══ DATA TO USE ══

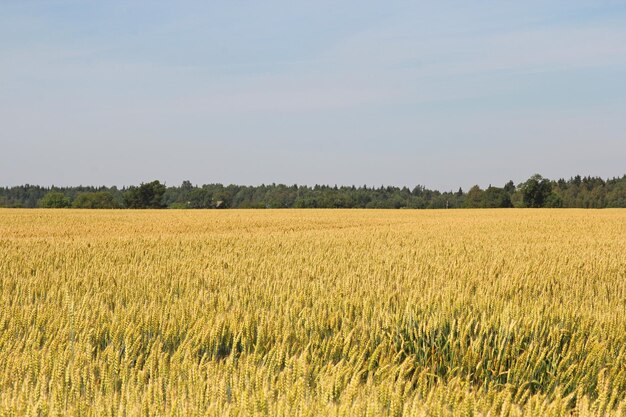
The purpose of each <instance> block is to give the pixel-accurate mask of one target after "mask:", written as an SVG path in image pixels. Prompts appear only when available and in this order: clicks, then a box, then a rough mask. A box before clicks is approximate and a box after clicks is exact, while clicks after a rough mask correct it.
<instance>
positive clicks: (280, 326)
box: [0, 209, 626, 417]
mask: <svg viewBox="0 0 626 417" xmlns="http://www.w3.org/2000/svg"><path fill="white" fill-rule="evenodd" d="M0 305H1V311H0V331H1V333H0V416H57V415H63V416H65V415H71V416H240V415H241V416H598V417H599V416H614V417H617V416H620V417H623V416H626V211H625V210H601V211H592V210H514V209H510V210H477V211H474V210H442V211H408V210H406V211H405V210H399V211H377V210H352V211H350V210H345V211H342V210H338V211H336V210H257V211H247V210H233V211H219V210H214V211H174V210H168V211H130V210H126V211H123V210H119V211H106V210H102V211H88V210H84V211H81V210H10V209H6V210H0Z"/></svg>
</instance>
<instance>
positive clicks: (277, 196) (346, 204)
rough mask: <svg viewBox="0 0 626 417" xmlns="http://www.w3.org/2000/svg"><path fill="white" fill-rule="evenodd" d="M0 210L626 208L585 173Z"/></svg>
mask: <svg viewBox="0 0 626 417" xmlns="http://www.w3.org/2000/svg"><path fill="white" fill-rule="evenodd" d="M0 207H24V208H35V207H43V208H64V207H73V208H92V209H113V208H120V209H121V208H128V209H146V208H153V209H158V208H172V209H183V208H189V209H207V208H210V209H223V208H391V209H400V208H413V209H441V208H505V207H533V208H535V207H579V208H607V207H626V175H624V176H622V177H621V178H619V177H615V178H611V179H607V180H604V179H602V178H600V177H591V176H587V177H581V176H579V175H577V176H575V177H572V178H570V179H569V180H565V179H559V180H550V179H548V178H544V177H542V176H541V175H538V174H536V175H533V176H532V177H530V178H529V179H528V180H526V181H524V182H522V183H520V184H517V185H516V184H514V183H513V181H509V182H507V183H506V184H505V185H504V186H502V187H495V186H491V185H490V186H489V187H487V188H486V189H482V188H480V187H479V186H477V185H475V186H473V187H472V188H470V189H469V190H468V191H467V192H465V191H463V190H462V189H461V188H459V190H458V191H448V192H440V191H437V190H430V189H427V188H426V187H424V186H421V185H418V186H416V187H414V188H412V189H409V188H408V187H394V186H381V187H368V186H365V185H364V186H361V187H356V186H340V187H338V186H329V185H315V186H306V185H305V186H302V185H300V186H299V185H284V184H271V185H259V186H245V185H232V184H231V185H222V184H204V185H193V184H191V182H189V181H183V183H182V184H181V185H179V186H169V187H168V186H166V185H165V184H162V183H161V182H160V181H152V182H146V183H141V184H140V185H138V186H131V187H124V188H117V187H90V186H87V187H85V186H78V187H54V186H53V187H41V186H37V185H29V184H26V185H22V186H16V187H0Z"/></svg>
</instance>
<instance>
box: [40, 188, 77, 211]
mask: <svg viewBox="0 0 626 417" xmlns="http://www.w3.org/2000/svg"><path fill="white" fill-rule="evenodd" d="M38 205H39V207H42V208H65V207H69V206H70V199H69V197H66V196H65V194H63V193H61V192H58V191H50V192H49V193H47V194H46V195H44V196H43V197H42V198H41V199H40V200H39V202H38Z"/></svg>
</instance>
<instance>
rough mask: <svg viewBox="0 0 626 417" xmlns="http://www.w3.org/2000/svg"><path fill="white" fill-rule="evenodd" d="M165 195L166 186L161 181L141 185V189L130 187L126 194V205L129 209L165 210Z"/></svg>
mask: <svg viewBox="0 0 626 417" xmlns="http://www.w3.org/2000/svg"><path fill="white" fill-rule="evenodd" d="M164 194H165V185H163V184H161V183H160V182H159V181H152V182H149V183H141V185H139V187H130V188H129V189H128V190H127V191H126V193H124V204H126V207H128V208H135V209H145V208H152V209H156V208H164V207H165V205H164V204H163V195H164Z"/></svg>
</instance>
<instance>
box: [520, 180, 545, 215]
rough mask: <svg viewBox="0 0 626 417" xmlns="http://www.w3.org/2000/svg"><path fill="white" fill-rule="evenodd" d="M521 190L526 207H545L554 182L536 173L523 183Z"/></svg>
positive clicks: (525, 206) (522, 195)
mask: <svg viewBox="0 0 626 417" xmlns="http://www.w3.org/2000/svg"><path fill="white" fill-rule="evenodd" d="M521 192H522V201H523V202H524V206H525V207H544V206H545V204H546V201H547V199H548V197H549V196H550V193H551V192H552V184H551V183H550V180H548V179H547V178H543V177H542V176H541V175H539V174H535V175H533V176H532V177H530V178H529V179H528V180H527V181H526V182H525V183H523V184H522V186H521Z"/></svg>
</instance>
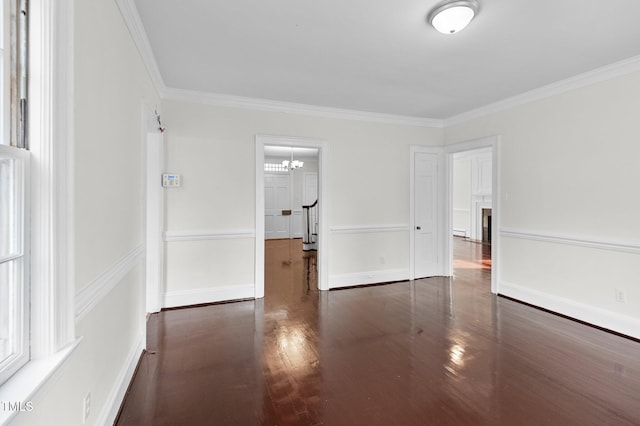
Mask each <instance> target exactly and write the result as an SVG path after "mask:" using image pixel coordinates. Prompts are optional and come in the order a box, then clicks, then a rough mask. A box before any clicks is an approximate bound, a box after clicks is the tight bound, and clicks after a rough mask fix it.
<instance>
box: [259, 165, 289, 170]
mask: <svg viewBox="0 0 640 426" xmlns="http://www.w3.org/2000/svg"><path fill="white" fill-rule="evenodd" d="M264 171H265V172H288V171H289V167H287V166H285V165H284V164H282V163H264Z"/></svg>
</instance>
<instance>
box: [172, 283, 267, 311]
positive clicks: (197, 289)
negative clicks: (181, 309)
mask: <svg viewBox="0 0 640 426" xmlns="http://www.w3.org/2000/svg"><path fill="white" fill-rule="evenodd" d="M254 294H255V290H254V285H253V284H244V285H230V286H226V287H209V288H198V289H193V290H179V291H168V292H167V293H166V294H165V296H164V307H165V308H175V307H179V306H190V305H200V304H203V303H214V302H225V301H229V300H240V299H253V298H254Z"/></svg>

═══
══ DATA TO USE ══

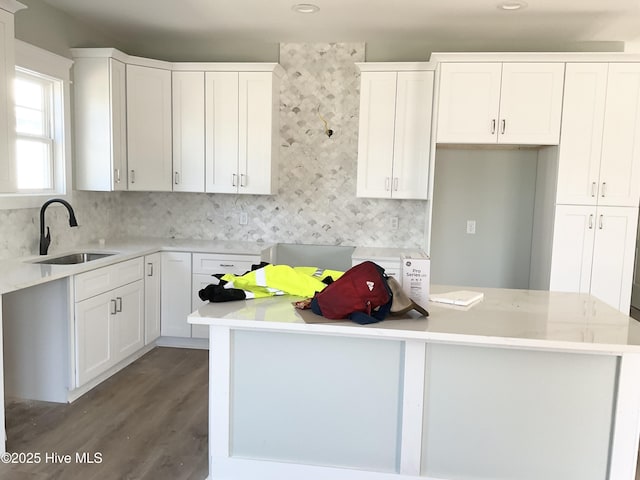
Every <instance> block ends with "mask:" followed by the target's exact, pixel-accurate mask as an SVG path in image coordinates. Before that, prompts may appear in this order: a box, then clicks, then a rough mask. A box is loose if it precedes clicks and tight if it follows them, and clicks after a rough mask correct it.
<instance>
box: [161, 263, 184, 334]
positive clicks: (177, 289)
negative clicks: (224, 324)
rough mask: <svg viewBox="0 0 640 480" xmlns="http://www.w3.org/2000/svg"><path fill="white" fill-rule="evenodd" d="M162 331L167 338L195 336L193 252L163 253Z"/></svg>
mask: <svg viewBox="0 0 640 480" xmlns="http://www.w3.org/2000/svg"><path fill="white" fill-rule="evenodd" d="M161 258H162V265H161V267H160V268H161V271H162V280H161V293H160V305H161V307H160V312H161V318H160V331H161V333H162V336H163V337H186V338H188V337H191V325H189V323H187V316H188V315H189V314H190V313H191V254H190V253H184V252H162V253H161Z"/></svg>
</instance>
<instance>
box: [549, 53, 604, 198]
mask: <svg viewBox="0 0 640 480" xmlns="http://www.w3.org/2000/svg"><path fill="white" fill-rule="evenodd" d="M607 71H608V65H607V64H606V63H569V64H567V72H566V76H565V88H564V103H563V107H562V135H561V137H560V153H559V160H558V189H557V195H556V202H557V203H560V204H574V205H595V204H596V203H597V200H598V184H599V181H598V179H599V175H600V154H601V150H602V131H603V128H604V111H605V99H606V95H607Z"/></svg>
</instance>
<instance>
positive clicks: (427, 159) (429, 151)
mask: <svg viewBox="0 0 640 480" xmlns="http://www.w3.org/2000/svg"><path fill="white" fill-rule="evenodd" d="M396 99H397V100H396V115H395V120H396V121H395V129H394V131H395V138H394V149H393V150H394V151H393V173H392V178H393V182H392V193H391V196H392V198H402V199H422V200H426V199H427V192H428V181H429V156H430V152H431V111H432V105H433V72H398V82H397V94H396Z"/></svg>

═══

**AIM OF THE TASK:** Of the entries listed above, reproduce only the lines starting at the line containing "The purpose of" and ending at the line containing "positive clicks: (280, 326)". Include both, exactly as they stand.

**SOLUTION TO THIS TASK:**
The purpose of each <instance> block is to give the pixel-accurate mask of one target after "mask:", written as an SVG path in image pixels. Prompts appear only when available and in this order: clicks, then a box, then a rough mask. A box before clicks is approximate and a box after clicks is exact, while clicks after a rough mask correct it.
<instance>
positive clicks: (280, 326)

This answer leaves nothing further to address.